** Objective 1 **
Copy every line of the entries below that contains the string "evergreen", matching case exactly.

** Passage given **
• • • •

Physical crude oil market steams ahead after Omicron blip
Prices for physical cargoes do not always trade in tandem with oil futures and when differentials widen rapidly and considerably, they can indicate speculators have oversold or overbought futures versus fundamentals
- Refiners underbought due to Omicron demand fears
- Outages in Libya, Canada and Ecuador tightened supply
- Traders cautious on sustained rally
- China uncertainties, refinery turnarounds will weigh
Frantic oil buying driven by supply outages and signs the Omicron variant won't be as disruptive as feared has pushed some crude grades to multi-year highs, suggesting the rally in Brent futures could be sustained a while longer, traders said.
Prices for physical cargoes do not always trade in tandem with oil futures and when differentials widen rapidly and considerably, they can indicate speculators have oversold or overbought futures versus fundamentals.
Brent oil futures have jumped 10% since the start of the year but the physical market is still racing ahead, with differentials for some grades hitting multi-year highs, suggesting a tight market will push the futures rally on.
"These are crazy numbers. There clearly is physical tightness," a North Sea oil trader said.
Key benchmark grade Forties traded at a fresh two-year high on Thursday at Dated Brent plus $1.80 a barrel.
Other North Sea grades have also hit one or two year highs. Prices for key west African grades like Nigeria's Bonny Light have jumped too since the start of the year.
The tightness began in the Atlantic Basin and spread as Asian buyers were forced to look for cheaper cargoes elsewhere. Differentials for crude from Oman, the UAE and Russia's Far East have jumped as Brent crude's premium to Dubai swaps is at its widest in two months.

• • • •

** Objective 2 **
According to the oil market article, at what price did the Forties grade trade on Thursday?

• • • •

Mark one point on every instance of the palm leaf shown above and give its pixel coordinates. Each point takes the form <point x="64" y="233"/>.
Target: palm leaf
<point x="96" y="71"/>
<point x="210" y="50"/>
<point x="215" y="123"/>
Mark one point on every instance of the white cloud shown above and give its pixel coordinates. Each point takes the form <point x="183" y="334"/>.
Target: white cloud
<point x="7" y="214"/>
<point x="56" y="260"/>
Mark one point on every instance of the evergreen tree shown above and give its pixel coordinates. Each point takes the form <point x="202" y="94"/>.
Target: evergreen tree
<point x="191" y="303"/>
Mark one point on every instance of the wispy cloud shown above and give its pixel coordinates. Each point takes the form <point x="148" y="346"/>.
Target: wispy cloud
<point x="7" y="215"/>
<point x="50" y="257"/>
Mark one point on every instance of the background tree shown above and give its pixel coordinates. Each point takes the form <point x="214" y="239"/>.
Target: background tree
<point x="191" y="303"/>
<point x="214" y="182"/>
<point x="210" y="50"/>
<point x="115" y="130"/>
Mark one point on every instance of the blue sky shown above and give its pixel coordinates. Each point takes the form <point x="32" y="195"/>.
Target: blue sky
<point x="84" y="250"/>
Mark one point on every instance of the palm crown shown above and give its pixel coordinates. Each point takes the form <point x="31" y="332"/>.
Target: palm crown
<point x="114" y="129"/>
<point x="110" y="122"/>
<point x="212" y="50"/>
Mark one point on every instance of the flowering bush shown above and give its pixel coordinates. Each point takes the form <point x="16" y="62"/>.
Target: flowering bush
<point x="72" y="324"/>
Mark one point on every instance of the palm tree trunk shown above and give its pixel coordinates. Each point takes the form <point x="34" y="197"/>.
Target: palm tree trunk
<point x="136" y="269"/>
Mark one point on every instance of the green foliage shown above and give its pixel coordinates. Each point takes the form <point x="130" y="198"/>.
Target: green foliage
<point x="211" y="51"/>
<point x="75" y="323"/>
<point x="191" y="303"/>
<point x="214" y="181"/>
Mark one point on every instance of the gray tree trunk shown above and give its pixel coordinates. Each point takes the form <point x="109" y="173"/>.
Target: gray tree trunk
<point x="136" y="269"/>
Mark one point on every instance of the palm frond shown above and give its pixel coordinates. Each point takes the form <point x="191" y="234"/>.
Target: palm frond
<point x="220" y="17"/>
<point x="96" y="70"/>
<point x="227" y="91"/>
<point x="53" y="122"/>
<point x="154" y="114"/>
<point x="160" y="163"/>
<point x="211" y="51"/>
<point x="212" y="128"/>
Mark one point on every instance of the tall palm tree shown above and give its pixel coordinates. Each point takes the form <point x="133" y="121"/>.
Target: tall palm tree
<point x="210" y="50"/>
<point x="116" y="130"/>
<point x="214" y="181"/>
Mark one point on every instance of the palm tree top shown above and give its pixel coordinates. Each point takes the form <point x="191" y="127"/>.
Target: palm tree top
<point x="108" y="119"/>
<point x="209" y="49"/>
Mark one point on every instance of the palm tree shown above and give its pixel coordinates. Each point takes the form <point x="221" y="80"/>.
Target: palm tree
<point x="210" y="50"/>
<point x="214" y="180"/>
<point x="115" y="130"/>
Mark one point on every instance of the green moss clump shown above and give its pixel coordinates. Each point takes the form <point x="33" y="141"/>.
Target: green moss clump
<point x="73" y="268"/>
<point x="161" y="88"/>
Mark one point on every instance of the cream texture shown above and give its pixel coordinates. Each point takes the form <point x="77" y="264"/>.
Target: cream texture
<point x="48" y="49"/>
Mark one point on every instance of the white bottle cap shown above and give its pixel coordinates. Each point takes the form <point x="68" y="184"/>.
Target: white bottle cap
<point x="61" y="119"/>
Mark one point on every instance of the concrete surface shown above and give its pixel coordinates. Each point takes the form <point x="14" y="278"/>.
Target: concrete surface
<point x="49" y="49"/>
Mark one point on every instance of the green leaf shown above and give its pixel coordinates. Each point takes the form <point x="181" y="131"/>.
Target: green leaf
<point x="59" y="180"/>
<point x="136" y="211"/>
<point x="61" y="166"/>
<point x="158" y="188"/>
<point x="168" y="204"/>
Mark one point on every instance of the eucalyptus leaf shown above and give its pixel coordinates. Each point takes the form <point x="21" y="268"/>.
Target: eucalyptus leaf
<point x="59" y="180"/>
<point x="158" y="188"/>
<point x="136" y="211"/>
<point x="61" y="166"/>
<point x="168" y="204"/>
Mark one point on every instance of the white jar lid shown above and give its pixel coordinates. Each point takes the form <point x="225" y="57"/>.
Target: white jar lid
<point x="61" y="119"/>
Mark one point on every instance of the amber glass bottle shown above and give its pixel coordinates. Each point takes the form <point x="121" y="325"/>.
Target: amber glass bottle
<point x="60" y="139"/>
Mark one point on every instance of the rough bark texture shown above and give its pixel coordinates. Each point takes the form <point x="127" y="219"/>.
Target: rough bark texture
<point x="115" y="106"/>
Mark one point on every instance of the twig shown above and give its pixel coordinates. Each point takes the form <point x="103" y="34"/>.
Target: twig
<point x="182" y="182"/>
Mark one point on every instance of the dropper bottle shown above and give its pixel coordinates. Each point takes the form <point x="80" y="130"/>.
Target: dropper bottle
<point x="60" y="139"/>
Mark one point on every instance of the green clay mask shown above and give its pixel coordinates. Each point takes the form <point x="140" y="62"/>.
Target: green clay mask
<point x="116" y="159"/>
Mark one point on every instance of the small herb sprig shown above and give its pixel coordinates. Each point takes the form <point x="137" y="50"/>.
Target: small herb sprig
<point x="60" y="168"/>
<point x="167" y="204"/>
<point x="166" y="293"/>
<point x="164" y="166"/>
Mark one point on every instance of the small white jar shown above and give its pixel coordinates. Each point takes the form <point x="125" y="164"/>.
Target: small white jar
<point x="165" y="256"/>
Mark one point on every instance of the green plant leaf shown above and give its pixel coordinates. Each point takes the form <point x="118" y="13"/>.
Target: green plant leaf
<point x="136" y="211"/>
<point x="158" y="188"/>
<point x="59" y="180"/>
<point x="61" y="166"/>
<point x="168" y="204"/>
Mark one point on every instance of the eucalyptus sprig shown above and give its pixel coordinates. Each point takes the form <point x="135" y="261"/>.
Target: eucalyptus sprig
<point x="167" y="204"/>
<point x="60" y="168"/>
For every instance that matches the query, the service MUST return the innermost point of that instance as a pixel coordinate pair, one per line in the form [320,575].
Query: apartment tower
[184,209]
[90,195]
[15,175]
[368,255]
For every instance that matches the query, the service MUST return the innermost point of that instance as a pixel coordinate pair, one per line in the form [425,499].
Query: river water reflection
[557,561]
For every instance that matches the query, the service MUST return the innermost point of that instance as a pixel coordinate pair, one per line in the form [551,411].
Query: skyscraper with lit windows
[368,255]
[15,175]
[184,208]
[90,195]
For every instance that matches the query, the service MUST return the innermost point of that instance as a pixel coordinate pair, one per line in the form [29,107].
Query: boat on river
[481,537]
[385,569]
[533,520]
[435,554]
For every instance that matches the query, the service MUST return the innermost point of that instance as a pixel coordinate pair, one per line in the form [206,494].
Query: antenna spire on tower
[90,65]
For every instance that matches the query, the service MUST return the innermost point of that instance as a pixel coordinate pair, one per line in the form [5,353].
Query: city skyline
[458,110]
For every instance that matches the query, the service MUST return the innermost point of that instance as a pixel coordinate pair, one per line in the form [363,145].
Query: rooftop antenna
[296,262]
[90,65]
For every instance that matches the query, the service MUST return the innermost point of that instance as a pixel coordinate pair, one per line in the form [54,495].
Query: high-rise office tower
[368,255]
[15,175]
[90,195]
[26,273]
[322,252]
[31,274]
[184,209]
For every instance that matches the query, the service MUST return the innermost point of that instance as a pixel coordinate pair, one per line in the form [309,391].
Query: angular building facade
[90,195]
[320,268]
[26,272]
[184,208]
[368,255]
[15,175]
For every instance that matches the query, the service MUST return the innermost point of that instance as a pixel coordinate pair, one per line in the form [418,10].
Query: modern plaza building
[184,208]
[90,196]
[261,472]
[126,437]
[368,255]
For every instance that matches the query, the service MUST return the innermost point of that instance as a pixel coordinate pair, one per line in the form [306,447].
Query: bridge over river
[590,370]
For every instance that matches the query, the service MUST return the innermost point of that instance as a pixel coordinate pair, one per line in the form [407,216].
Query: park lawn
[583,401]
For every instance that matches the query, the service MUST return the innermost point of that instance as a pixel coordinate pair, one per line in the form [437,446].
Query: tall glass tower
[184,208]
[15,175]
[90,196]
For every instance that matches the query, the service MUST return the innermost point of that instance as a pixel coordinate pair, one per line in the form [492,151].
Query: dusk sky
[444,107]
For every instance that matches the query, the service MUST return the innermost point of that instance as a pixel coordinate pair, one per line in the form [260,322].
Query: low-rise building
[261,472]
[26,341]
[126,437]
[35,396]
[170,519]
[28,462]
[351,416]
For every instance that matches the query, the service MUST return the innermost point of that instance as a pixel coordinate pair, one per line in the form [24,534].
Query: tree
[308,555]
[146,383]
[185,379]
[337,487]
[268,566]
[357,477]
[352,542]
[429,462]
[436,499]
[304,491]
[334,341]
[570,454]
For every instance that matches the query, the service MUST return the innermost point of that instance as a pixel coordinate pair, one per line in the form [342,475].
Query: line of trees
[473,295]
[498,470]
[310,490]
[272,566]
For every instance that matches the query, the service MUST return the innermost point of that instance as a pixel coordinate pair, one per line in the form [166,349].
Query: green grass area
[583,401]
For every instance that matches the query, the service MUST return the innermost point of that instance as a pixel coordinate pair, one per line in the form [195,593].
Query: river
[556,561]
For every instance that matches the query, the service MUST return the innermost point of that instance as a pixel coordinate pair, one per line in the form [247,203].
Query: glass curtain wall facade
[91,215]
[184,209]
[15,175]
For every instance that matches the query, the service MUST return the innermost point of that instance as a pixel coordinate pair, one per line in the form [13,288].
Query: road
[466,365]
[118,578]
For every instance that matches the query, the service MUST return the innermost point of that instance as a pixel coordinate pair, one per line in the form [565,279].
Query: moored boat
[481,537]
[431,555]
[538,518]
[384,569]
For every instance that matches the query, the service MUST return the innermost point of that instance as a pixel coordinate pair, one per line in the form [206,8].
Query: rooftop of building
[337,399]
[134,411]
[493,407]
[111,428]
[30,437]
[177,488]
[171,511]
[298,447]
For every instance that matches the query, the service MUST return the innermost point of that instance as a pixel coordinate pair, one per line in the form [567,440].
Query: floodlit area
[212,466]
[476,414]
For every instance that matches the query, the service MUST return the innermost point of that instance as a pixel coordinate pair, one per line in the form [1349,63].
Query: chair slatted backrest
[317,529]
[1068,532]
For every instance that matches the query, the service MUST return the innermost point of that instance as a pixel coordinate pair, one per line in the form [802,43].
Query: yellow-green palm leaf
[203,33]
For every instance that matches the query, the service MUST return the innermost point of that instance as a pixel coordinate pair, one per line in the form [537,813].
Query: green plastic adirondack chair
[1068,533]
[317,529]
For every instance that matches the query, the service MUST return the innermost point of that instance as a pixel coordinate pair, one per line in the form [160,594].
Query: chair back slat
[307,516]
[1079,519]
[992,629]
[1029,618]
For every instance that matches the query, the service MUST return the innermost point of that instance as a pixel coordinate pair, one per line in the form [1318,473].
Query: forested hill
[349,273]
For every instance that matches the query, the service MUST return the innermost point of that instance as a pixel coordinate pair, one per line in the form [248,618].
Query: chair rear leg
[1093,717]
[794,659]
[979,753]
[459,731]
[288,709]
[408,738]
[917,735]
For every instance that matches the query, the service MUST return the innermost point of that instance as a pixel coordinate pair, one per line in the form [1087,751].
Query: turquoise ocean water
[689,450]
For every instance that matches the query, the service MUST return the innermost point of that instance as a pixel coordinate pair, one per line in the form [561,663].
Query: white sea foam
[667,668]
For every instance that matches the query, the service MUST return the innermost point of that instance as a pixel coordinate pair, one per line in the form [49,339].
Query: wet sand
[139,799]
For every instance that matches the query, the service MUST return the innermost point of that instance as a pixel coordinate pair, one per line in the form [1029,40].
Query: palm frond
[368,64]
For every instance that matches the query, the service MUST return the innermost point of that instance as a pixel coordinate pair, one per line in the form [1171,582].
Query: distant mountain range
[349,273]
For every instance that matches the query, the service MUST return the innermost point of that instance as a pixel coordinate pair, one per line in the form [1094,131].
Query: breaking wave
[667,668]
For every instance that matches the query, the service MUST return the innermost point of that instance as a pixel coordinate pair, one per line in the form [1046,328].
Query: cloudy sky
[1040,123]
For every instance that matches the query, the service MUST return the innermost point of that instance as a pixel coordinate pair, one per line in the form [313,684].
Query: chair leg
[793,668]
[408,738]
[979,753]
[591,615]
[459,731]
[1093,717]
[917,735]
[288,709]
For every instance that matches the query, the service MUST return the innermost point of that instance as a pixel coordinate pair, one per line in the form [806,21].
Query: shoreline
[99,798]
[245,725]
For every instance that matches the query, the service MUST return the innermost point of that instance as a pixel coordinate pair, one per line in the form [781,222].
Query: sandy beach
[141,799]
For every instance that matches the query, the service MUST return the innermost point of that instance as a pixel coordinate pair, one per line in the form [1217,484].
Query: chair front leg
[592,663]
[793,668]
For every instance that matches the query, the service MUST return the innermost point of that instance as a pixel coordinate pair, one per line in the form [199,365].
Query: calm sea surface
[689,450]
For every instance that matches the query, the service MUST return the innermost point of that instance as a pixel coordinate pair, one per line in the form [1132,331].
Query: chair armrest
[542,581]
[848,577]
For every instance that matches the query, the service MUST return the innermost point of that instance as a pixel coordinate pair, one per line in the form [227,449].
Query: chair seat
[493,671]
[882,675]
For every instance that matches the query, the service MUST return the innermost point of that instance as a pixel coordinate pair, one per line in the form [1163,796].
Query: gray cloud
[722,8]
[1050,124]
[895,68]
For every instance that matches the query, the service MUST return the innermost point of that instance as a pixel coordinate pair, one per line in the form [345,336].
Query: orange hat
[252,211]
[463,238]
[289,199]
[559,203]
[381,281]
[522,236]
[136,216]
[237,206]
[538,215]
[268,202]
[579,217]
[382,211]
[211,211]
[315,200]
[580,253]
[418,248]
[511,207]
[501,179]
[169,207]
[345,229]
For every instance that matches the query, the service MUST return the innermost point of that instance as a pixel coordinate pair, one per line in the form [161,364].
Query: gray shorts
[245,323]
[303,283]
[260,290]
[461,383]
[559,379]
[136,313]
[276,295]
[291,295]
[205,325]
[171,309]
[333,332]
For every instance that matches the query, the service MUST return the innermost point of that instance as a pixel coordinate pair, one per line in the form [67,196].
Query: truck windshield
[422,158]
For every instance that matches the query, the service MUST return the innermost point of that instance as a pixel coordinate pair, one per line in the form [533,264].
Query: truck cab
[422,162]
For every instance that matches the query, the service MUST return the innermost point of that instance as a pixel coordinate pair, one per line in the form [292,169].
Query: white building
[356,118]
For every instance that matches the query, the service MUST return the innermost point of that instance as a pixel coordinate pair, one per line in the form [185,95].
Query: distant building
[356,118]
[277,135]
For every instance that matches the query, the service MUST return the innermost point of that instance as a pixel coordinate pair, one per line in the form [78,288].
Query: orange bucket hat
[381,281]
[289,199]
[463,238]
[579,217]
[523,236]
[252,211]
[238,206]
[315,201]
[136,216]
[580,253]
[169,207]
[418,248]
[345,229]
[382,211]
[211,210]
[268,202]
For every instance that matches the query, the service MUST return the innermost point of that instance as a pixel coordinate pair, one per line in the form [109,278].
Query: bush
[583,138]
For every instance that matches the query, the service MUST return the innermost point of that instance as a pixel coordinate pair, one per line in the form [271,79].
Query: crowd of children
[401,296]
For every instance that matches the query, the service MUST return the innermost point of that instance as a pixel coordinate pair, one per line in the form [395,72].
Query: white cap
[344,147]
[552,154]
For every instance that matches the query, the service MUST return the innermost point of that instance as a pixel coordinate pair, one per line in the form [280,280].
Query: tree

• • • •

** Right answer 1 **
Mark one point on every instance of the evergreen tree shown above and give its pixel coordinates. Each point takes the form <point x="202" y="94"/>.
Target: evergreen tree

** Right answer 2 **
Dated Brent plus $1.80 a barrel, a fresh two-year high.